- Задача 1
Перепишите без изменений строки листинга, начиная со строки, где есть «Objective — for every instance of the dog's hind», и до конца листинга включительно.

- Фрагмент текста
★ ★ ★ ★ ★ ★ ★
С абсолютной достоверностью можно установить, что Гашек печатался в 1901 году, почти с самого его начала. Первый его очерк, подписанный «Ярослав Гашек», «Цыгане на празднике» напечатан в «Народних листах» 26/1-1901 года. Кроме «Цыган», в той же газете в течение 1901 года Гашек напечатал еще 4 рассказа: «Сельская идиллия», «Пришел вовремя», «Из записок несколько отставшего местечка»1 и «Удачная экскурсия».2
Все рассказы 1901 года, как об этом можно догадаться даже по названиям, описывают события, развертывающиеся в сельской местности. Они отражают личные наблюдения автора, факты, свидетелем, а часто и участником которых он был. Иногда это переработка рассказов о подлинных событиях, слышанных от случайных спутников во время долгих ночных бесед у придорожных костров или в разговоре на проселочной дороге. Возникли они в результате его продолжительных странствий во время летних каникул периода пребывания в торговой академии. Странствовал он и в последующие годы.
После окончания торговой академии 1 сентября 1902 года Гашек поступил в банк «Славия», где раньше (с 1890 г.) служил его отец. Из службы, конечно, ничего не получилось: трудно представить себе человека, менее подходящего для канцелярской работы, да еще такой однообразной, как банковская, чем Гашек. То и дело он исчезал из банка и пропадал несколько’ дней, а иногда и недель. Скоропалительно собравшись, он отправился в далекую Африку, чтобы принять участие в героической войне буров с английскими империалистами. Его возвратили назад, в Прагу, то ли из Италии, то ли, что правдоподобнее, с австро-итальянской границы'. Биографы Гашека расходятся в этом вопросе во мнениях, а некоторые считают, что дело, вообще, ограничилось лишь горячо высказанным намерением, что на Гашека совсем непохоже.
★ ★ ★ ★ ★ ★ ★
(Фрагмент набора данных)
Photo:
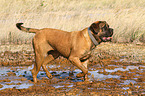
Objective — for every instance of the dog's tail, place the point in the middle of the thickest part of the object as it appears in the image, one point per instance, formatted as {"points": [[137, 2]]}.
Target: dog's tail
{"points": [[30, 30]]}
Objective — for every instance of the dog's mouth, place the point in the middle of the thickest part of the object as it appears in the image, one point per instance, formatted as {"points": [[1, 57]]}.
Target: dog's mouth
{"points": [[106, 39]]}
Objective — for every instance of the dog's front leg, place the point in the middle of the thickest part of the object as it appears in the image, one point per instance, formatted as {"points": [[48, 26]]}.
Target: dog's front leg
{"points": [[76, 61]]}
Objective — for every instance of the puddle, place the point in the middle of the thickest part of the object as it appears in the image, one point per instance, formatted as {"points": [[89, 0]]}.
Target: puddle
{"points": [[19, 77]]}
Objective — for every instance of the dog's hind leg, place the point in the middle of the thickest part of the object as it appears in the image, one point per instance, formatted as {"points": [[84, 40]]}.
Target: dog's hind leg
{"points": [[51, 56]]}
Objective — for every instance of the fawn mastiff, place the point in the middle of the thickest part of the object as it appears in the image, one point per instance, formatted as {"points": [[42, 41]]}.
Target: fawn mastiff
{"points": [[76, 46]]}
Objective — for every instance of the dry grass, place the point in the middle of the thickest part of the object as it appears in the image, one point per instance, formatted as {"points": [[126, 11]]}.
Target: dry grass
{"points": [[127, 17]]}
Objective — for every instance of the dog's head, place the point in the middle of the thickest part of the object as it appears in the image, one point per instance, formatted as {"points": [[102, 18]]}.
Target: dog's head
{"points": [[101, 29]]}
★ ★ ★ ★ ★ ★ ★
- Задача 2
Приведите еще раз дословно отрывок из текста о Гашеке: от «После окончания торговой» до «Гашека совсем непохоже.» включительно.

- Ответ 1
Objective — for every instance of the dog's hind leg, place the point in the middle of the thickest part of the object as it appears in the image, one point per instance, formatted as {"points": [[84, 40]]}.
Target: dog's hind leg
{"points": [[51, 56]]}
Objective — for every instance of the fawn mastiff, place the point in the middle of the thickest part of the object as it appears in the image, one point per instance, formatted as {"points": [[42, 41]]}.
Target: fawn mastiff
{"points": [[76, 46]]}
Objective — for every instance of the dry grass, place the point in the middle of the thickest part of the object as it appears in the image, one point per instance, formatted as {"points": [[126, 11]]}.
Target: dry grass
{"points": [[127, 17]]}
Objective — for every instance of the dog's head, place the point in the middle of the thickest part of the object as it appears in the image, one point per instance, formatted as {"points": [[102, 18]]}.
Target: dog's head
{"points": [[101, 29]]}

- Ответ 2
После окончания торговой академии 1 сентября 1902 года Гашек поступил в банк «Славия», где раньше (с 1890 г.) служил его отец. Из службы, конечно, ничего не получилось: трудно представить себе человека, менее подходящего для канцелярской работы, да еще такой однообразной, как банковская, чем Гашек. То и дело он исчезал из банка и пропадал несколько’ дней, а иногда и недель. Скоропалительно собравшись, он отправился в далекую Африку, чтобы принять участие в героической войне буров с английскими империалистами. Его возвратили назад, в Прагу, то ли из Италии, то ли, что правдоподобнее, с австро-итальянской границы'. Биографы Гашека расходятся в этом вопросе во мнениях, а некоторые считают, что дело, вообще, ограничилось лишь горячо высказанным намерением, что на Гашека совсем непохоже.